YOUR TASK: From the entries below, return every line that contains the word "window".

☆ ☆ ☆ ☆

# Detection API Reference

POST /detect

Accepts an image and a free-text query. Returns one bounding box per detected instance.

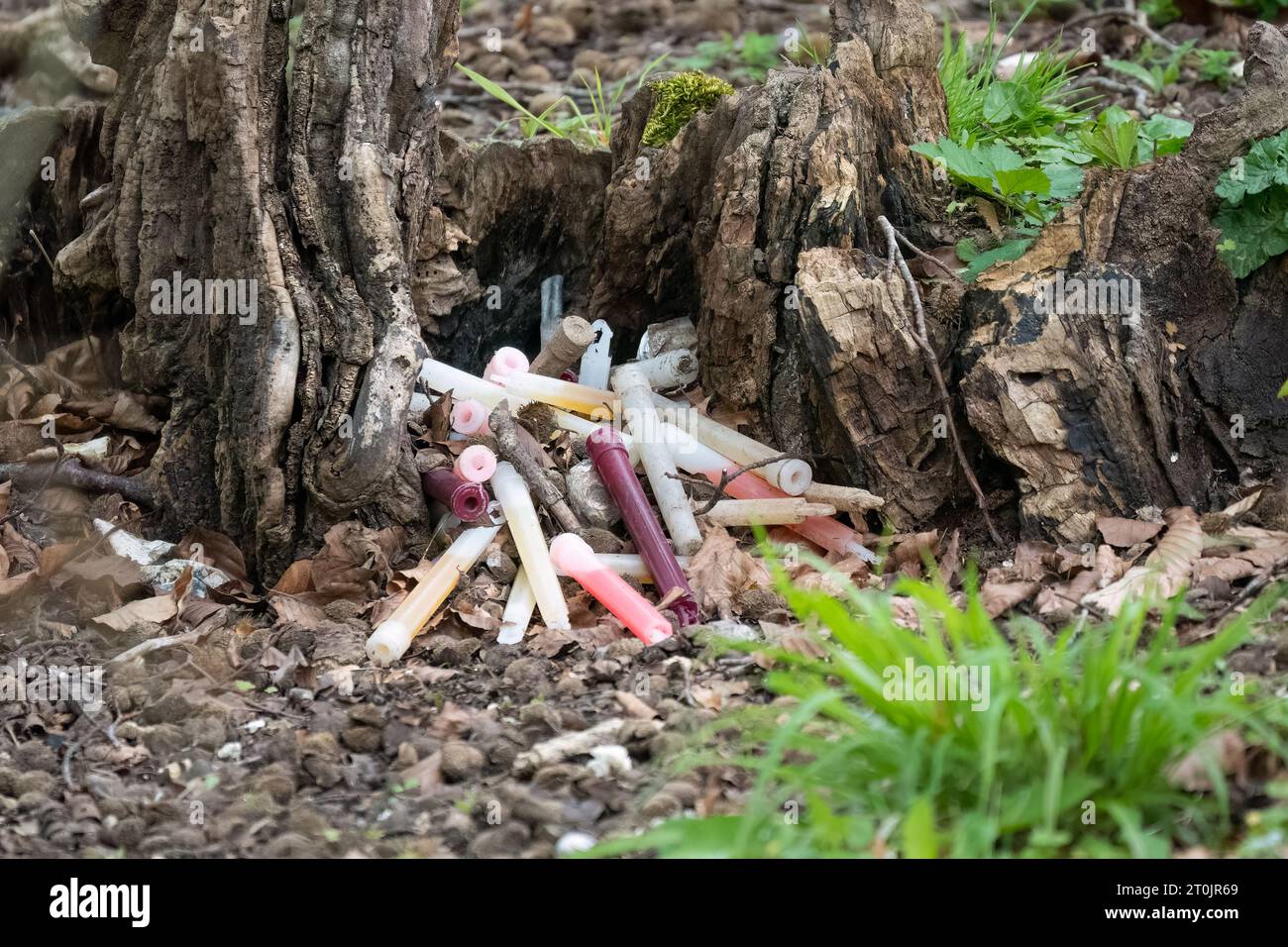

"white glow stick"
[660,423,876,562]
[555,553,690,585]
[631,349,698,390]
[368,526,501,668]
[653,394,814,496]
[702,496,836,526]
[420,359,639,463]
[489,371,618,420]
[577,320,613,388]
[492,460,572,631]
[496,566,537,644]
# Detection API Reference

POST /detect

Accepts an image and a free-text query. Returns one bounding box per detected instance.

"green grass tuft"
[591,556,1288,857]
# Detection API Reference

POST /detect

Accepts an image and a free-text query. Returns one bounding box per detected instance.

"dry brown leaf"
[690,678,747,710]
[271,559,313,595]
[979,582,1039,618]
[686,527,770,618]
[1194,557,1257,582]
[1221,487,1265,520]
[0,570,40,601]
[268,595,326,631]
[93,592,179,631]
[75,391,162,434]
[1082,506,1203,614]
[1096,517,1163,549]
[313,520,393,603]
[613,690,657,720]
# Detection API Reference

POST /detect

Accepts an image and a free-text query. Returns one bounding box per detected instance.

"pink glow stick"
[420,469,496,523]
[658,423,873,562]
[550,532,671,644]
[452,398,489,437]
[483,346,529,380]
[587,424,698,627]
[452,445,496,483]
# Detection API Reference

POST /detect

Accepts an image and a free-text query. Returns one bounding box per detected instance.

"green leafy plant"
[456,55,666,149]
[1078,106,1140,167]
[939,3,1094,142]
[912,138,1082,224]
[640,72,733,149]
[1194,49,1239,89]
[1212,130,1288,278]
[790,20,831,65]
[953,237,1034,282]
[593,559,1288,857]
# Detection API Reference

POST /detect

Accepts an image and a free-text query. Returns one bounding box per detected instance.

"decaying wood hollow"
[12,0,1288,578]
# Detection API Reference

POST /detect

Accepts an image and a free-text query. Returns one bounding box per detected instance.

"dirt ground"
[0,0,1288,857]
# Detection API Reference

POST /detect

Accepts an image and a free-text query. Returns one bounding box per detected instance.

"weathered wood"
[58,0,460,574]
[962,23,1288,543]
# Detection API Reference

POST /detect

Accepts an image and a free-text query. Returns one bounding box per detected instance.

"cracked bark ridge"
[590,0,947,515]
[962,23,1288,543]
[56,0,459,575]
[0,104,117,362]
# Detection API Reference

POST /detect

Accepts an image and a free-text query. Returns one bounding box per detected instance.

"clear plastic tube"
[483,346,528,378]
[488,371,618,420]
[368,526,501,668]
[452,398,489,437]
[452,445,496,483]
[661,423,876,562]
[496,566,537,644]
[613,365,702,553]
[653,394,814,496]
[420,359,639,462]
[492,460,572,630]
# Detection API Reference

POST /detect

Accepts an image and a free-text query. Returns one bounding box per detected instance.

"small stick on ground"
[0,458,156,507]
[877,217,1002,546]
[674,454,804,517]
[486,401,583,532]
[894,231,966,286]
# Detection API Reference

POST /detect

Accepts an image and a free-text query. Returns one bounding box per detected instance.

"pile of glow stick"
[368,317,880,665]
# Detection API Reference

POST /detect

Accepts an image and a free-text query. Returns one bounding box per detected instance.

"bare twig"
[0,456,156,506]
[877,217,1002,545]
[1076,76,1158,119]
[669,454,802,517]
[894,231,966,286]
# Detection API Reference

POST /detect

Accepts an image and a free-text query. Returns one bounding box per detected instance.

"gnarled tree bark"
[56,0,459,575]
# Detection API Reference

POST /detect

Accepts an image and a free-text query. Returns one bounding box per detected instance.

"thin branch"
[877,217,1002,545]
[0,458,156,507]
[894,231,966,286]
[667,454,804,517]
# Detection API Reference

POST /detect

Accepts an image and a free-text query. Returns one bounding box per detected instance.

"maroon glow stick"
[587,424,698,627]
[420,467,488,523]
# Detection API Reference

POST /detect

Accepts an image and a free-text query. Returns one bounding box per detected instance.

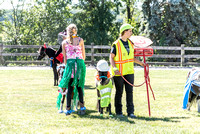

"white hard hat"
[97,60,110,72]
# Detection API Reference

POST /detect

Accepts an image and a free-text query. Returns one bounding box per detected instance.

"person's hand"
[115,70,121,75]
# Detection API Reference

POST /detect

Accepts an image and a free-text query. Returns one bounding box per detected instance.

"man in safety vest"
[110,24,145,118]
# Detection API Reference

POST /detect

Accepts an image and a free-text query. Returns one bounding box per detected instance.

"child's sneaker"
[58,110,63,114]
[78,107,86,115]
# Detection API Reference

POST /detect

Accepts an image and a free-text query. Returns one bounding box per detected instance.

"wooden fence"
[0,43,200,66]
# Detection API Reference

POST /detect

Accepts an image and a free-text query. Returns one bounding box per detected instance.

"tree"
[72,0,120,45]
[141,0,200,46]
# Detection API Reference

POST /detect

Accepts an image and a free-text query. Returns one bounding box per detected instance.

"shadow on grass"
[84,85,96,90]
[74,109,135,124]
[136,116,189,122]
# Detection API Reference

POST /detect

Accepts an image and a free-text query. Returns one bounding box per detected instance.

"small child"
[96,60,113,117]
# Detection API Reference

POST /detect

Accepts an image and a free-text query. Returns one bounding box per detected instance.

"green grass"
[0,69,200,134]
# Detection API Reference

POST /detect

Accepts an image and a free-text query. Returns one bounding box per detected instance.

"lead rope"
[110,64,155,100]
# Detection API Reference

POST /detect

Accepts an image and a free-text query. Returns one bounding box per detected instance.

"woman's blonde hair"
[66,24,78,44]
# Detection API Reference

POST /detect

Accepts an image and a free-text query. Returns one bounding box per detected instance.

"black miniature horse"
[37,44,63,86]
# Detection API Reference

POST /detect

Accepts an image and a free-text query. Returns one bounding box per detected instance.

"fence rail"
[0,43,200,66]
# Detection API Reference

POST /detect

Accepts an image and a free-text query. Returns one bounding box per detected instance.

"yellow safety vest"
[111,39,134,76]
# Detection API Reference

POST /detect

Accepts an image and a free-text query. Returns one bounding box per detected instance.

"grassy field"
[0,69,200,134]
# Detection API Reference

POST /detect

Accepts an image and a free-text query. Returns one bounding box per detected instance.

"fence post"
[91,43,94,65]
[181,44,185,66]
[0,44,4,65]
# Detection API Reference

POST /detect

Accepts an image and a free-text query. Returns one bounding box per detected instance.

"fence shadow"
[74,109,135,124]
[136,116,190,123]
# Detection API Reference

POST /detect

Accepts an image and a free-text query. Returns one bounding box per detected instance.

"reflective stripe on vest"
[111,39,134,76]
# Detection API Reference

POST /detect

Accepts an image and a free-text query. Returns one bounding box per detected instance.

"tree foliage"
[141,0,200,46]
[73,0,120,45]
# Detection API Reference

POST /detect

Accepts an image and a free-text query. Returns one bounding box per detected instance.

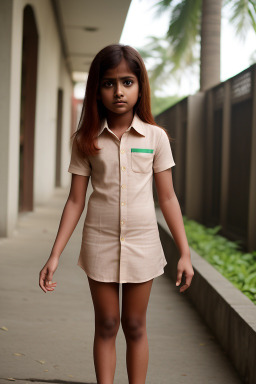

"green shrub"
[183,216,256,304]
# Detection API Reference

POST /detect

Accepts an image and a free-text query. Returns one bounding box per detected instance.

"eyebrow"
[102,75,135,80]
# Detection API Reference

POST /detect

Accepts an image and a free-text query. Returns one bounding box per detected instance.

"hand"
[39,256,59,293]
[176,256,194,292]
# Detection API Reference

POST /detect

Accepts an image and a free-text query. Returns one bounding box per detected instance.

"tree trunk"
[200,0,222,91]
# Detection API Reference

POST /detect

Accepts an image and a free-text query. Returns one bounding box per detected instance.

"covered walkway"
[0,183,241,384]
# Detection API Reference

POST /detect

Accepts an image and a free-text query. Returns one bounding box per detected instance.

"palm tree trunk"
[200,0,222,91]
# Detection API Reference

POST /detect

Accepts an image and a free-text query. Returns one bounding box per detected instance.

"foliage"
[151,95,184,116]
[138,0,256,93]
[183,216,256,304]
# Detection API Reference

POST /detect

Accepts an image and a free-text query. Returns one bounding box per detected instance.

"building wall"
[0,0,72,236]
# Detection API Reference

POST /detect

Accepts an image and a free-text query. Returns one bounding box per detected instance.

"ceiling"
[51,0,131,77]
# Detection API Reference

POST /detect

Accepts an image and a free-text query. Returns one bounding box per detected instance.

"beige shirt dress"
[68,114,175,283]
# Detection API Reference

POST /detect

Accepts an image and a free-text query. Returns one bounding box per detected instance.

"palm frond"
[167,0,202,67]
[225,0,256,40]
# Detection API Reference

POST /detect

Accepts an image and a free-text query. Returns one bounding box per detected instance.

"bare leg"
[87,276,120,384]
[121,279,153,384]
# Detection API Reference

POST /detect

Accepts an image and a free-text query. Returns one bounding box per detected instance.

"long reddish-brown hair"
[71,44,171,155]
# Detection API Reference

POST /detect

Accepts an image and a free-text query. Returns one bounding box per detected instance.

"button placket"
[119,133,128,280]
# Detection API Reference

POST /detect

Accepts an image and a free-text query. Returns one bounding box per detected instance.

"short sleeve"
[68,140,91,176]
[153,129,175,173]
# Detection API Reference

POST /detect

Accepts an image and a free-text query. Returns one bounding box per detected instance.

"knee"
[96,316,120,339]
[122,317,145,341]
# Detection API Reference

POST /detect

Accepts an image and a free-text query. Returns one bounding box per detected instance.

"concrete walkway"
[0,184,241,384]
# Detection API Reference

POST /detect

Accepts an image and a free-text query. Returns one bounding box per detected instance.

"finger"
[186,275,193,287]
[180,284,188,292]
[176,270,182,286]
[39,272,47,292]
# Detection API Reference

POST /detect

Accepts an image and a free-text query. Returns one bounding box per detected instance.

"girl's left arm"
[154,168,194,292]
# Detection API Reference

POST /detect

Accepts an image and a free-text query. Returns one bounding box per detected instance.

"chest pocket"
[131,148,154,173]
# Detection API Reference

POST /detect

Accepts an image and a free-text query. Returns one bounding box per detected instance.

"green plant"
[183,216,256,304]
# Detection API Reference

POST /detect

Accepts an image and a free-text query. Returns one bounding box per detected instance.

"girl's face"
[99,59,139,115]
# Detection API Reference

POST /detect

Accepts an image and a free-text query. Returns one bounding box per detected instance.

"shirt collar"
[98,113,146,136]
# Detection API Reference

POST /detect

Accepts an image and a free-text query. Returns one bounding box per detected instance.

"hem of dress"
[77,261,167,284]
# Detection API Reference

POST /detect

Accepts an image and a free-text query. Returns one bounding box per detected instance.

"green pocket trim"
[131,148,154,153]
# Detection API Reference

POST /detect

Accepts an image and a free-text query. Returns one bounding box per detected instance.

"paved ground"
[0,185,244,384]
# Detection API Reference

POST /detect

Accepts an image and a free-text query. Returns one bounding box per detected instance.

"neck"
[107,110,133,129]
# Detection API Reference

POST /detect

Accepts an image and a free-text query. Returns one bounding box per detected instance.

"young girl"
[39,44,194,384]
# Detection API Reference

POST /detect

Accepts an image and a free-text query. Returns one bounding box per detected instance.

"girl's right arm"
[39,173,90,293]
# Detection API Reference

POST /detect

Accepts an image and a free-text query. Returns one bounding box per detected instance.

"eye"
[102,80,113,88]
[124,80,133,87]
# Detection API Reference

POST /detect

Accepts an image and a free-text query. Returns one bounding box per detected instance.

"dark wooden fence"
[154,64,256,251]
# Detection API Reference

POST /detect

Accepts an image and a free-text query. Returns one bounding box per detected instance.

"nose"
[115,81,123,97]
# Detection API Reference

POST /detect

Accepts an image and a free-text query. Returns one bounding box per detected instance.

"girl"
[39,44,194,384]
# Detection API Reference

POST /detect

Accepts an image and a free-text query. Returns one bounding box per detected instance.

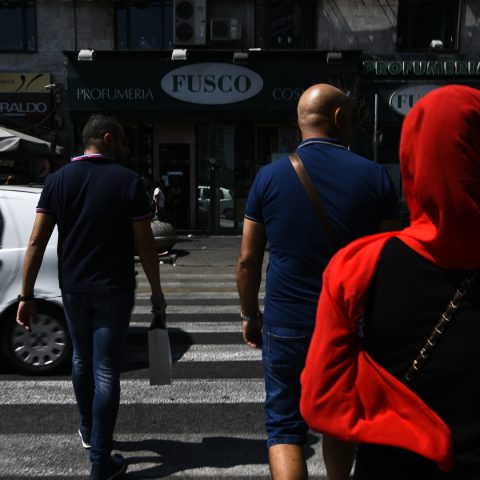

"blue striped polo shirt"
[37,154,152,293]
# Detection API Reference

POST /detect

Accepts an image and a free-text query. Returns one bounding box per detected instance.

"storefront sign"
[161,63,263,105]
[389,84,440,116]
[75,87,155,102]
[363,59,480,77]
[0,72,50,93]
[67,51,360,115]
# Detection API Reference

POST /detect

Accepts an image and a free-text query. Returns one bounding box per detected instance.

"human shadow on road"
[114,435,319,479]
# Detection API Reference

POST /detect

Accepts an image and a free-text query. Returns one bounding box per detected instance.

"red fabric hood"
[300,85,480,470]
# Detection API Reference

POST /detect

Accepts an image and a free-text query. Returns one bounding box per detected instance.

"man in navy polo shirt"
[17,114,166,480]
[237,84,398,480]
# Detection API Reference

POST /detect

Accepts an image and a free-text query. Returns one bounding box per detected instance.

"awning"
[0,126,63,155]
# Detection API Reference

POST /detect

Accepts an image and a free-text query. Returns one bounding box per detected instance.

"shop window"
[397,0,460,50]
[255,0,317,49]
[0,0,37,52]
[115,0,173,50]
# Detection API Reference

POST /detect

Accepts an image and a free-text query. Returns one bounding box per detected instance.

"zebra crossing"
[0,251,326,480]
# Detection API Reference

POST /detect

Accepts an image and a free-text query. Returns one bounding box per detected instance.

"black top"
[355,238,480,480]
[37,155,151,293]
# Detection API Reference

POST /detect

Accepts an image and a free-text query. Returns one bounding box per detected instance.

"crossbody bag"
[288,152,343,250]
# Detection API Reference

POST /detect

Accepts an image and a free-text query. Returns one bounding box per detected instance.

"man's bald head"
[297,83,352,146]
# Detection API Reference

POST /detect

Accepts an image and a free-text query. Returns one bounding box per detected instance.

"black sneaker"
[78,427,92,448]
[90,453,127,480]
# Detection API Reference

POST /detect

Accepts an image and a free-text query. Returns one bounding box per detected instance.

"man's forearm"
[20,213,55,296]
[237,260,262,315]
[20,244,45,296]
[133,221,163,302]
[139,237,162,298]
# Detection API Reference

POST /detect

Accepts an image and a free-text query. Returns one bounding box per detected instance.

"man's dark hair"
[82,113,122,148]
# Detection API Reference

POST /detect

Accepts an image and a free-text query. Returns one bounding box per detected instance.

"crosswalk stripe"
[137,279,242,291]
[125,344,262,363]
[130,321,242,333]
[0,431,326,480]
[136,290,246,302]
[0,378,265,405]
[132,304,248,315]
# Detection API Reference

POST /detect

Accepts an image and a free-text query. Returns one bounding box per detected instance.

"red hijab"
[300,85,480,470]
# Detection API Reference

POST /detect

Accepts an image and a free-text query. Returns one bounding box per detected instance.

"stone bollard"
[151,220,177,252]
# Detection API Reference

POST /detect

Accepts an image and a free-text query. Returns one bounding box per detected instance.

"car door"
[0,192,21,304]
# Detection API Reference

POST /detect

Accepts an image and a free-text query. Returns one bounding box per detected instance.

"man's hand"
[242,317,263,348]
[17,300,38,333]
[151,297,167,328]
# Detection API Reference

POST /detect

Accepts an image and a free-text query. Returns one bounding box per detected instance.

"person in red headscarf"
[300,85,480,480]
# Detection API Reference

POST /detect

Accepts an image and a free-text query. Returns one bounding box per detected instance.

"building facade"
[0,0,480,234]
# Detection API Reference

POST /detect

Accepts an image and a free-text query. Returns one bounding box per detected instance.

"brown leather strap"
[288,152,342,250]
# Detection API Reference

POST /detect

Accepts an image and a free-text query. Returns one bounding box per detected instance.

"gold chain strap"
[403,270,477,383]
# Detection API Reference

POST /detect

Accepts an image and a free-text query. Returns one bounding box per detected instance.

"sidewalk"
[164,235,242,267]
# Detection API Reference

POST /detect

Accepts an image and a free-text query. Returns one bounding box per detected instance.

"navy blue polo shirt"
[37,154,152,293]
[245,138,398,328]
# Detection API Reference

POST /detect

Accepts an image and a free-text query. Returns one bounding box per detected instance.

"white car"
[198,185,234,220]
[0,185,72,375]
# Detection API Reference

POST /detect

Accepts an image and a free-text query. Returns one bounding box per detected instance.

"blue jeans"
[262,324,313,447]
[62,290,134,463]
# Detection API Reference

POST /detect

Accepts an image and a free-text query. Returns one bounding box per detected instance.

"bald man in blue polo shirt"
[237,84,398,480]
[17,114,166,480]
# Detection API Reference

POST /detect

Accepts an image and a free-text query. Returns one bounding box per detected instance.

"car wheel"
[1,302,72,375]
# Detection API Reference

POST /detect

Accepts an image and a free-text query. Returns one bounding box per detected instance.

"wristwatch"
[17,295,35,302]
[240,310,262,322]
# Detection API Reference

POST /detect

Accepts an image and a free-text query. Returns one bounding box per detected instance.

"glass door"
[197,125,238,232]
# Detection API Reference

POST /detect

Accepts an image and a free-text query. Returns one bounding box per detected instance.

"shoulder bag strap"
[288,152,342,250]
[403,270,478,383]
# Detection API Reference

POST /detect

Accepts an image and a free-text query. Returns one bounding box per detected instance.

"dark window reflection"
[0,1,37,52]
[255,0,317,49]
[115,0,173,49]
[397,0,459,50]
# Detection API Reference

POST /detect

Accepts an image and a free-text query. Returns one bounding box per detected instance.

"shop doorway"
[158,143,191,230]
[196,124,255,234]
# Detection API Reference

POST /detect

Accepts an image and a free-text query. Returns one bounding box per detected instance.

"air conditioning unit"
[210,18,242,41]
[173,0,206,45]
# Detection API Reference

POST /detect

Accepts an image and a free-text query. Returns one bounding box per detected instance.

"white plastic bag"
[148,322,172,385]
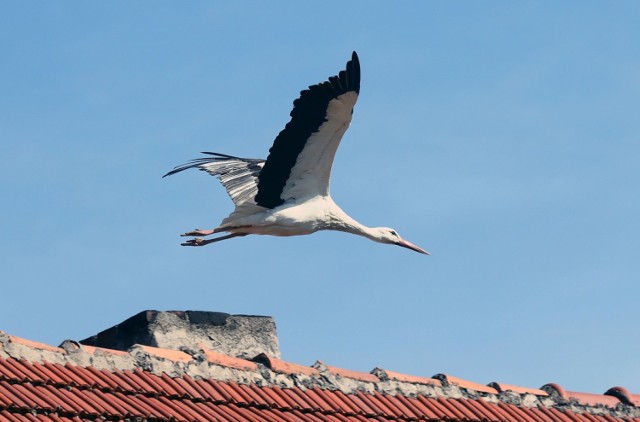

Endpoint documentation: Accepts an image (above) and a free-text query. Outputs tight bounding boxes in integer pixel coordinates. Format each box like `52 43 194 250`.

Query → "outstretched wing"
254 51 360 208
162 152 265 207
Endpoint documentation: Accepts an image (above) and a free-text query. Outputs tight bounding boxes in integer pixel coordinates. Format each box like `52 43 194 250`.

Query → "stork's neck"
331 210 380 242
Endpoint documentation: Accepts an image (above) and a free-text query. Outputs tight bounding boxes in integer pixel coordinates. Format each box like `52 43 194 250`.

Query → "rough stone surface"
80 311 280 358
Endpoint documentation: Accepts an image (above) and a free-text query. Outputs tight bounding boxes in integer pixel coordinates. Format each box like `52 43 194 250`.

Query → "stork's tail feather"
162 151 246 177
162 152 264 206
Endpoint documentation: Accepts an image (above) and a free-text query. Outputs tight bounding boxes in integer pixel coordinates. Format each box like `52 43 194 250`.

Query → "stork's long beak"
396 239 431 255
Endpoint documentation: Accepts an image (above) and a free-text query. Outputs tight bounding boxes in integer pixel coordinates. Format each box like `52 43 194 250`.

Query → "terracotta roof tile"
488 382 549 396
137 345 193 362
203 348 258 371
604 387 640 407
542 383 628 408
434 374 498 394
253 353 320 376
373 368 442 386
0 334 640 422
9 335 64 353
80 344 129 356
313 361 380 382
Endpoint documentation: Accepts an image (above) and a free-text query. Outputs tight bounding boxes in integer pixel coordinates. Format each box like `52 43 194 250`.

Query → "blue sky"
0 1 640 393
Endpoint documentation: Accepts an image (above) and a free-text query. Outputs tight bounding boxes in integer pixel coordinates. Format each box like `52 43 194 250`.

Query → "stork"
163 51 429 255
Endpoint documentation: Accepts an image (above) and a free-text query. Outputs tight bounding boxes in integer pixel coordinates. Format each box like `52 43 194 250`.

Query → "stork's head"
374 227 431 255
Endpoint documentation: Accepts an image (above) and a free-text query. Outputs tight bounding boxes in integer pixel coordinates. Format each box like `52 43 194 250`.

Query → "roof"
0 331 640 422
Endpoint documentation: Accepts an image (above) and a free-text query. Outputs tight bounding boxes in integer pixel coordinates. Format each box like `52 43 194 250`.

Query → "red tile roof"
0 332 640 422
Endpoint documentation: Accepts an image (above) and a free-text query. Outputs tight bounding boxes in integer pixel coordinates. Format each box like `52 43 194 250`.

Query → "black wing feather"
255 51 360 208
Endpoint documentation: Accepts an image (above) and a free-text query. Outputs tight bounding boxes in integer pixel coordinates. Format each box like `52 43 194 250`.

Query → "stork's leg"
180 229 216 237
181 233 249 246
180 226 251 237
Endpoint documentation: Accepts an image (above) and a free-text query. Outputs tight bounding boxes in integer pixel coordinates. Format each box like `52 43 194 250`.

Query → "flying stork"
163 51 429 255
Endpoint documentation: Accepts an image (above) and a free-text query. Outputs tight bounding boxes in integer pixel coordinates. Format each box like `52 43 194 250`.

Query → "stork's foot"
180 235 209 246
181 233 248 246
180 229 216 240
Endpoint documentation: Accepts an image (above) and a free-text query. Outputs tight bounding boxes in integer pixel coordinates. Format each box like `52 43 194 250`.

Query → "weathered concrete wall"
80 311 280 358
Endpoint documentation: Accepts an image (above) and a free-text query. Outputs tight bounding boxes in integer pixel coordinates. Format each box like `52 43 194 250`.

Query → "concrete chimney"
80 311 280 359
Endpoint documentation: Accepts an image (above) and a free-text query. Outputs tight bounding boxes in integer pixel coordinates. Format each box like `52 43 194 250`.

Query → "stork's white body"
165 52 427 253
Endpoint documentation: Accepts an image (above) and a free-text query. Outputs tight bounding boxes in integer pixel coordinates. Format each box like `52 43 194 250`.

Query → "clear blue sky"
0 1 640 393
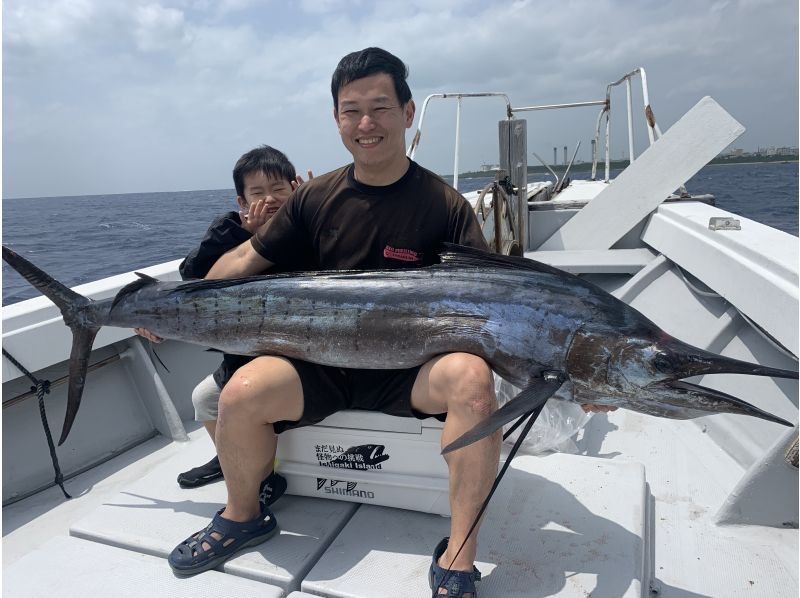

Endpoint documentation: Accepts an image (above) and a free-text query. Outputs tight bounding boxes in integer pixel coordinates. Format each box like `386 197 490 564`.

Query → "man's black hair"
233 145 297 197
331 48 411 111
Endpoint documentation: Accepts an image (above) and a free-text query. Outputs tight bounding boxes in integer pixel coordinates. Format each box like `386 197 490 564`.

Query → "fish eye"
653 351 674 372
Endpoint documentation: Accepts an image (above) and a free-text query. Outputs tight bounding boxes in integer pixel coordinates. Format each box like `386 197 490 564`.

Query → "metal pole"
453 96 461 191
625 78 634 164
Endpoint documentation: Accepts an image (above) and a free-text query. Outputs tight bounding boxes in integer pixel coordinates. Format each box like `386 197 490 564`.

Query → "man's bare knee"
219 357 303 424
424 353 497 417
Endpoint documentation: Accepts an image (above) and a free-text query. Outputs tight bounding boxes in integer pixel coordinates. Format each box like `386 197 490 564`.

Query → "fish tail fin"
3 245 100 446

☆ ☆ ☆ ☆

TASK RESPONSE:
"shop window"
"dark window reflection"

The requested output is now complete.